▶ Information shown:
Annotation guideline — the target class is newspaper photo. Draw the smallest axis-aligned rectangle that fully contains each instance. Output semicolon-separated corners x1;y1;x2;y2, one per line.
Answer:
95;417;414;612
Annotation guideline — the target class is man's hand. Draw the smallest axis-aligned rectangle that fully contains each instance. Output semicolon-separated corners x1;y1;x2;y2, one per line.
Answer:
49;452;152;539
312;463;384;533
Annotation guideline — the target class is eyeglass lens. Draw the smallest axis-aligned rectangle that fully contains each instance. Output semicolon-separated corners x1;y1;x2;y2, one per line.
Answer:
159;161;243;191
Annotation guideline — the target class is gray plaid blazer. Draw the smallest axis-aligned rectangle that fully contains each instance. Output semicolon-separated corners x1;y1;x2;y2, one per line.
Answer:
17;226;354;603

--

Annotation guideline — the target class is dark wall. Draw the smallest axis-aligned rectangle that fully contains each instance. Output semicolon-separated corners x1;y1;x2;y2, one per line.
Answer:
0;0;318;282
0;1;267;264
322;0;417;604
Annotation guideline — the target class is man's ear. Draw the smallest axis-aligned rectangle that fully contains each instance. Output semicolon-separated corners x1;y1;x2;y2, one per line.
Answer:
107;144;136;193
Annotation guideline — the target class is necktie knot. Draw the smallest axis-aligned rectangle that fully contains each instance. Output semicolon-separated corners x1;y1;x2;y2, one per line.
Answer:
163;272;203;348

▶ What you should do:
Reproduce word for word the lines above, beginning with the line that contains "Annotation guideline — the target class is newspaper" and continuing through the line that contains "17;226;354;603", with both of those lines included.

▶ Answer to this problem:
Annotation guideline — the target class is newspaper photo. Draw the smallest axis-aligned rectangle that fully contains each instance. Output semicolon-separated corners x1;y1;x2;y2, one per line.
Answer:
95;417;414;612
Annotation guideline — the target class is man's hand. Draw the smallest axis-aligned rectangle that fully contains each instance. Output semicolon-separated corners x1;y1;x2;y2, one per line.
Answer:
49;452;152;539
312;463;384;533
Annotation guideline — the target class is eyeglass lens. Draw the smallest axis-aligned rectangle that fully contains each instance. Output semicolon-separated corners x1;y1;x2;y2, one per line.
Answer:
159;161;243;191
Annotation guideline — the target class is gray plaid blazer. Draw the smallest axis-aligned rectangle that fully contains each instance. Output semicolon-separated corners x1;y1;x2;y2, one per line.
Answer:
17;226;354;603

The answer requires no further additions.